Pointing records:
━━━
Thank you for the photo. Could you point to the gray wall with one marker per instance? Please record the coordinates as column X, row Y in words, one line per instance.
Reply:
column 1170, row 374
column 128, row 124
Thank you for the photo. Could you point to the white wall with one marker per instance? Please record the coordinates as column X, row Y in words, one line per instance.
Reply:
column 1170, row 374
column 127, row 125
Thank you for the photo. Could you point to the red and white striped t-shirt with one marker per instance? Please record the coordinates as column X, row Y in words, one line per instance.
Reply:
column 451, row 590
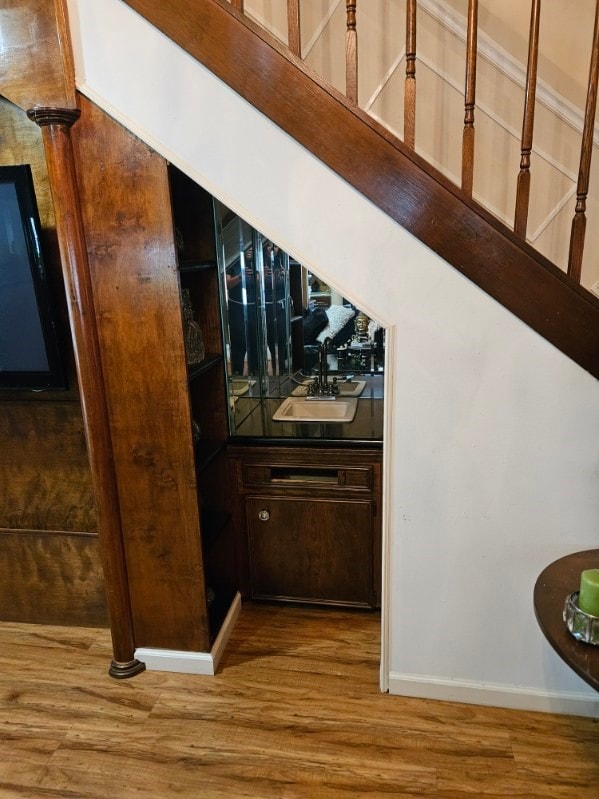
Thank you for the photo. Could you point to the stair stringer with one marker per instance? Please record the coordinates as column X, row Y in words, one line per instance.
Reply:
column 489, row 429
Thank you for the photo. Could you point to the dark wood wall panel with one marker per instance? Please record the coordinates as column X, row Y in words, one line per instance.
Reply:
column 45, row 482
column 50, row 568
column 51, row 579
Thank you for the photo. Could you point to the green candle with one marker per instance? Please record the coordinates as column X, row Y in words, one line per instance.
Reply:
column 588, row 599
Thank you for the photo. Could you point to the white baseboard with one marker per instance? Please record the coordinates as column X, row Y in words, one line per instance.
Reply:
column 192, row 662
column 494, row 695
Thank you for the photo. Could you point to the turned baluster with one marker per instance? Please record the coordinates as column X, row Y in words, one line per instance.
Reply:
column 469, row 99
column 523, row 185
column 410, row 83
column 293, row 27
column 351, row 53
column 582, row 188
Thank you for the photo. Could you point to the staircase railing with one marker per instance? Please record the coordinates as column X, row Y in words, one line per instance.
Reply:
column 377, row 164
column 353, row 9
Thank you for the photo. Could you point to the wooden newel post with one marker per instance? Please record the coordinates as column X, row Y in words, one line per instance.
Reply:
column 56, row 133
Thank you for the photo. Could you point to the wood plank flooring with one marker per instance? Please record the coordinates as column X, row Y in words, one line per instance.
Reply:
column 294, row 711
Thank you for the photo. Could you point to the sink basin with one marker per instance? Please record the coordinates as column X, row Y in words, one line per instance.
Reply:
column 300, row 409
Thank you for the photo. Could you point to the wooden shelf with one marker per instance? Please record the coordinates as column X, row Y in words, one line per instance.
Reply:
column 200, row 368
column 196, row 266
column 206, row 452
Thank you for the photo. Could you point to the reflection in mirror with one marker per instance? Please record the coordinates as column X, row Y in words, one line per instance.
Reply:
column 286, row 332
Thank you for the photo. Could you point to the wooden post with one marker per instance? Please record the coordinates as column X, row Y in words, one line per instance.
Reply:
column 582, row 188
column 56, row 133
column 469, row 99
column 523, row 187
column 351, row 52
column 410, row 84
column 293, row 27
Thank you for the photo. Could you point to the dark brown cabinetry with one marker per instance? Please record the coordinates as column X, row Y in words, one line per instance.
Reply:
column 312, row 518
column 193, row 221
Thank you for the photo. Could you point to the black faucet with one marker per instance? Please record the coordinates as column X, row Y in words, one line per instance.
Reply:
column 321, row 387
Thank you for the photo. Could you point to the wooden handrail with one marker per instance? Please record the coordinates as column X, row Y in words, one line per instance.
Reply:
column 410, row 82
column 582, row 188
column 523, row 185
column 469, row 99
column 378, row 165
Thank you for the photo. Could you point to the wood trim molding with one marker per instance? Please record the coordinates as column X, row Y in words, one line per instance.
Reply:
column 397, row 180
column 184, row 662
column 56, row 124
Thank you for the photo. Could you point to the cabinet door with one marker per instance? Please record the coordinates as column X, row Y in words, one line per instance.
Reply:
column 317, row 550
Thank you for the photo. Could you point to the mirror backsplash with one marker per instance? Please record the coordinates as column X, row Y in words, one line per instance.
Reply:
column 289, row 335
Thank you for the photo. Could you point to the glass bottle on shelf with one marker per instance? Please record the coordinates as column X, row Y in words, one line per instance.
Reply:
column 195, row 351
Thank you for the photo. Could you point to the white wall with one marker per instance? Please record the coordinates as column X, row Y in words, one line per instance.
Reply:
column 491, row 445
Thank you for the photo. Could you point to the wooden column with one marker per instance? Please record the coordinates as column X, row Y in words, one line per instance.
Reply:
column 470, row 99
column 351, row 52
column 523, row 188
column 56, row 126
column 582, row 189
column 293, row 27
column 410, row 84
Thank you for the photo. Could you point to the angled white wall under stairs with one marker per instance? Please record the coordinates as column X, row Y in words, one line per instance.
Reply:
column 491, row 457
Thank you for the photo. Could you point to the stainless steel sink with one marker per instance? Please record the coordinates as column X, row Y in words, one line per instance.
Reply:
column 325, row 411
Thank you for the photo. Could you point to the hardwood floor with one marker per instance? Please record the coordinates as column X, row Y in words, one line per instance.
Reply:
column 294, row 711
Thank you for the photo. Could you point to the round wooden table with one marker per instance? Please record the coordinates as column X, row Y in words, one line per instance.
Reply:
column 551, row 589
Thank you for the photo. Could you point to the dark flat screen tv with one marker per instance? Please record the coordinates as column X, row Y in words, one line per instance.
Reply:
column 30, row 357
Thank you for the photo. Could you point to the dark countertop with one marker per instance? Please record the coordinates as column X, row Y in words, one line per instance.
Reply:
column 553, row 585
column 253, row 416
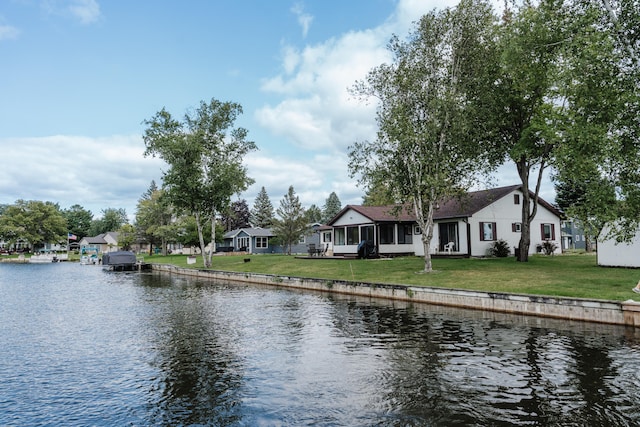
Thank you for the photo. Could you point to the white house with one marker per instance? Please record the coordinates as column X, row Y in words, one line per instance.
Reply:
column 614, row 254
column 102, row 243
column 463, row 226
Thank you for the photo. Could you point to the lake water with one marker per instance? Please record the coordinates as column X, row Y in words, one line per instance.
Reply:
column 80, row 346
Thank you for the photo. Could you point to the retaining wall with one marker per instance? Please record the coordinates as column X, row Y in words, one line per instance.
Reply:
column 601, row 311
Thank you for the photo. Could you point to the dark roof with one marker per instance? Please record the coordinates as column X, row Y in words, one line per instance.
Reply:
column 462, row 206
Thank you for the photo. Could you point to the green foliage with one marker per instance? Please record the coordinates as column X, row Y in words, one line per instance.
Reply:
column 549, row 247
column 126, row 236
column 236, row 216
column 567, row 275
column 500, row 249
column 112, row 219
column 262, row 212
column 332, row 206
column 429, row 144
column 204, row 153
column 313, row 214
column 291, row 223
column 34, row 222
column 78, row 220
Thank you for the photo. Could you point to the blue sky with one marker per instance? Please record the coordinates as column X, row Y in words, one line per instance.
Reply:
column 78, row 78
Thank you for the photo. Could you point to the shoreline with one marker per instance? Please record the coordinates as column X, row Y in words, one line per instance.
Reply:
column 626, row 313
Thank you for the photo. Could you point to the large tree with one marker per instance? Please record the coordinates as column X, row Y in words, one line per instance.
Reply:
column 331, row 207
column 236, row 216
column 291, row 223
column 111, row 220
column 602, row 127
column 33, row 221
column 204, row 153
column 78, row 220
column 154, row 219
column 262, row 212
column 428, row 145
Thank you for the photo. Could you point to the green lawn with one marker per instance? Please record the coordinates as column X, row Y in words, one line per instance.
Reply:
column 566, row 275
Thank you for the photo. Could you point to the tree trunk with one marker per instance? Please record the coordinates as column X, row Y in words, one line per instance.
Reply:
column 213, row 240
column 201, row 240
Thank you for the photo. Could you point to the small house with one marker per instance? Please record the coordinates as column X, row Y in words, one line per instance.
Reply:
column 463, row 226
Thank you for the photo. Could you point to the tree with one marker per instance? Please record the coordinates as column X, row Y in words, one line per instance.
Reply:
column 112, row 219
column 291, row 223
column 313, row 214
column 429, row 144
column 236, row 216
column 126, row 236
column 331, row 207
column 78, row 220
column 262, row 212
column 378, row 195
column 33, row 221
column 154, row 218
column 204, row 154
column 576, row 199
column 602, row 126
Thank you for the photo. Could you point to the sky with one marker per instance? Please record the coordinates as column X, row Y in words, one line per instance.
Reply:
column 79, row 77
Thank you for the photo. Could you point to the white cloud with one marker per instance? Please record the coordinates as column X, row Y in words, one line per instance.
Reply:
column 7, row 32
column 304, row 19
column 96, row 173
column 87, row 11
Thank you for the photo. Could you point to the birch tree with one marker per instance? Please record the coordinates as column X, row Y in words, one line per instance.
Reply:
column 204, row 154
column 430, row 142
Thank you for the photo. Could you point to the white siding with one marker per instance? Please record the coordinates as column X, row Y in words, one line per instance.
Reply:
column 612, row 254
column 504, row 212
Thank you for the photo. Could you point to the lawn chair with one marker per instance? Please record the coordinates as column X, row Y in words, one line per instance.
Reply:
column 311, row 249
column 449, row 247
━━━
Reproduce word for word the lines of the listing, starting at the line containing "the wooden post" and ending at the line containing "column 321, row 387".

Thank you for the photo. Could you point to the wooden post with one marker per instance? Please record the coordinates as column X, row Y in words, one line per instance.
Reply:
column 582, row 188
column 56, row 133
column 469, row 99
column 523, row 187
column 351, row 52
column 410, row 84
column 293, row 27
Thank you for the photo. Could you point to the dark brown cabinetry with one marker per instance? Please record the coordinates as column X, row Y in words, one line per instance.
Reply:
column 312, row 518
column 193, row 221
Thank you for the photo. Could you point to the black faucet with one marker per instance? Please record the coordinates as column X, row Y in words, one line per instance.
Reply:
column 321, row 387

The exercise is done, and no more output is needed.